Exercise
Add 74 to every bounding-box coordinate in the answers, then write out again every line from the start of the material through the line containing "[823, 199, 841, 227]", inclusive, with the requests included. Leave the numbers in the requests and their sample output lines unchanged.
------ Data records
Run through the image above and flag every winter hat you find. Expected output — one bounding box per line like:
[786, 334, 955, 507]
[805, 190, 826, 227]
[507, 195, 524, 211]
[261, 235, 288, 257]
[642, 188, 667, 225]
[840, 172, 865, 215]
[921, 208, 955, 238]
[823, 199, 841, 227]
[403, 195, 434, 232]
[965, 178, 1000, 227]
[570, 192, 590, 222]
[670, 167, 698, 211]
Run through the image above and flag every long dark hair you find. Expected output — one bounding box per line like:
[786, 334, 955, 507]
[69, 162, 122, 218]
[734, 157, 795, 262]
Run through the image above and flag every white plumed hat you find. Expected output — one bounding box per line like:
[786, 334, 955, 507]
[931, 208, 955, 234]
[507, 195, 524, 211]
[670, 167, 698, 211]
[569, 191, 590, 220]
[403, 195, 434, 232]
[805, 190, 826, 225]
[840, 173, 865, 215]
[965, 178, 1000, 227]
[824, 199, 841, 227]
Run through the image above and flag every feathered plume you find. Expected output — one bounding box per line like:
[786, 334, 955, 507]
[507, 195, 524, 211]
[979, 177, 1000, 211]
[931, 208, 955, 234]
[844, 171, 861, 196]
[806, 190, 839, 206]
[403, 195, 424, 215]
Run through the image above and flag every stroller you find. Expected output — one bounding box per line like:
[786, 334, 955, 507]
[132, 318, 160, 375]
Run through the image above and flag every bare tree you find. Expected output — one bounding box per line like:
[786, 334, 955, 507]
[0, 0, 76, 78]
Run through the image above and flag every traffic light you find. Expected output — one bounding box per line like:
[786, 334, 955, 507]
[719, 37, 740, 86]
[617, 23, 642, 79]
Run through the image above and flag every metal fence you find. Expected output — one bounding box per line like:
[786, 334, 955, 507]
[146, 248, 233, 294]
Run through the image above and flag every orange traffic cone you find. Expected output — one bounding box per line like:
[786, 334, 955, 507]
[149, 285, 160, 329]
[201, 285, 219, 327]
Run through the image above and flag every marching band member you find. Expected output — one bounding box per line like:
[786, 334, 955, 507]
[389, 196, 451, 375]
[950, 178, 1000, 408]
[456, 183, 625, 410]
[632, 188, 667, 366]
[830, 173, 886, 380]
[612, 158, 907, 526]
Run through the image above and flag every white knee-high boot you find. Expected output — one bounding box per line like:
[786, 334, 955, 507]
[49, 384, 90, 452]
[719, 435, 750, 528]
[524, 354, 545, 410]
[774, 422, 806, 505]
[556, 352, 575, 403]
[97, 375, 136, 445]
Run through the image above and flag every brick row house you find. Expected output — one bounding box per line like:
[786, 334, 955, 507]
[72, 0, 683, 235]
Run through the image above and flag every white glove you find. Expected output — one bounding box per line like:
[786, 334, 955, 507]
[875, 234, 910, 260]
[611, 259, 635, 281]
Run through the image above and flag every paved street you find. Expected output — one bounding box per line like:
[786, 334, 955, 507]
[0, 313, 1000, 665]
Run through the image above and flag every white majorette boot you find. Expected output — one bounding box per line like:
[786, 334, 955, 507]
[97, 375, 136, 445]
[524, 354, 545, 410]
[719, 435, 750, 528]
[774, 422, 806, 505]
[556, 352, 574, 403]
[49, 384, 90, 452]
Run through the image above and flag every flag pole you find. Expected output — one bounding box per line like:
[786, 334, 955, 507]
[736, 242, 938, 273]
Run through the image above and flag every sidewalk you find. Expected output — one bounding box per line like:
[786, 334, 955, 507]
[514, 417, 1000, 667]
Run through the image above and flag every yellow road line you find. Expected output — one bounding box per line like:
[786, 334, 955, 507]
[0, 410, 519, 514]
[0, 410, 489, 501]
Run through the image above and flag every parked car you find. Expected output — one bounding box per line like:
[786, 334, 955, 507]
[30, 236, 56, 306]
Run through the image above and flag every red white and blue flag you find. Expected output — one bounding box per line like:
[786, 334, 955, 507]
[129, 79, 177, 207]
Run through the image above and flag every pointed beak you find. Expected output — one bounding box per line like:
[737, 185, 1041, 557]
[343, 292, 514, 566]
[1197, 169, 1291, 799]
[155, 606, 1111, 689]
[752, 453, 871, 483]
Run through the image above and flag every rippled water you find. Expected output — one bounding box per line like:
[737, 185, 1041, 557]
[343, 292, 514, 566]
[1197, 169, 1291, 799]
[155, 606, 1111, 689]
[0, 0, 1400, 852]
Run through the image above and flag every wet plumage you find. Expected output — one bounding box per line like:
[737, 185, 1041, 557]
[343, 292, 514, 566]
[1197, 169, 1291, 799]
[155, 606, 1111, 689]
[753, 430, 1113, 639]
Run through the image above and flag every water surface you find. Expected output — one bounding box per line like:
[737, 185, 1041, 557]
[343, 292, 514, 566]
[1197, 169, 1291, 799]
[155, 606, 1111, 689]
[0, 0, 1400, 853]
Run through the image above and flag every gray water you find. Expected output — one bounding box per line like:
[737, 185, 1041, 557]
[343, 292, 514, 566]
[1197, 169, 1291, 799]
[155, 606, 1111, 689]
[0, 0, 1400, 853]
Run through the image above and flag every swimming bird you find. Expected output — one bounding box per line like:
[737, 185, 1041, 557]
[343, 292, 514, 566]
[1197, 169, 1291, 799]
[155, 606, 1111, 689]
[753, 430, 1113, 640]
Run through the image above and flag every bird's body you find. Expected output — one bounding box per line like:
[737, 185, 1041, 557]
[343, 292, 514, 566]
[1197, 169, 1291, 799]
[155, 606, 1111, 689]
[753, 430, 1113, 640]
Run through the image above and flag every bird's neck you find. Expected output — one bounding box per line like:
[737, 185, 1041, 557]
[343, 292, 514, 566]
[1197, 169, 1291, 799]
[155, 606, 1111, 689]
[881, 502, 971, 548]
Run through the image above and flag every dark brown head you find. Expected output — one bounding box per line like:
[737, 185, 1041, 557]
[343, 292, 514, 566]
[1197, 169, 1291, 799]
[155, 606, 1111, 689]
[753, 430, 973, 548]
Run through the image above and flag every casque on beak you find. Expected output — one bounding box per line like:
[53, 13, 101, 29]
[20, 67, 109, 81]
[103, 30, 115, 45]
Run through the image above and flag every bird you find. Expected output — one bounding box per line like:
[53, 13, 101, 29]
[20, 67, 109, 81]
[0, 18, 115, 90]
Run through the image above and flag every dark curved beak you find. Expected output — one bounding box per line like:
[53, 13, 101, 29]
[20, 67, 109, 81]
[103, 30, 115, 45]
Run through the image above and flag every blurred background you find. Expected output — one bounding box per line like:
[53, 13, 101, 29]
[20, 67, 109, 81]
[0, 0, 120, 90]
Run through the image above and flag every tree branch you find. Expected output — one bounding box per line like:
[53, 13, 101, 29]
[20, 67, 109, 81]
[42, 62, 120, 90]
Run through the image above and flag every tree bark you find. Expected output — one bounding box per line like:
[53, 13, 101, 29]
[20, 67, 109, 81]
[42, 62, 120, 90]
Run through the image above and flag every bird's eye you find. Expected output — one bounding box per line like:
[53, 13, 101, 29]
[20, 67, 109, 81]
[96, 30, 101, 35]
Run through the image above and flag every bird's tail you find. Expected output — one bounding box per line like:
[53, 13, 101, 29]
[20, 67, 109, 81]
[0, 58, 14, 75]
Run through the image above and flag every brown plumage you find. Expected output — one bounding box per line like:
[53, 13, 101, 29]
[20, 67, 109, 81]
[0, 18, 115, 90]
------------
Answer below
Run through the image above and flag every winter hat you find. Expected output — one bounding box per line like:
[786, 334, 955, 507]
[879, 264, 900, 301]
[581, 269, 598, 285]
[335, 309, 362, 331]
[716, 262, 741, 299]
[914, 246, 939, 289]
[995, 282, 1029, 312]
[897, 273, 915, 301]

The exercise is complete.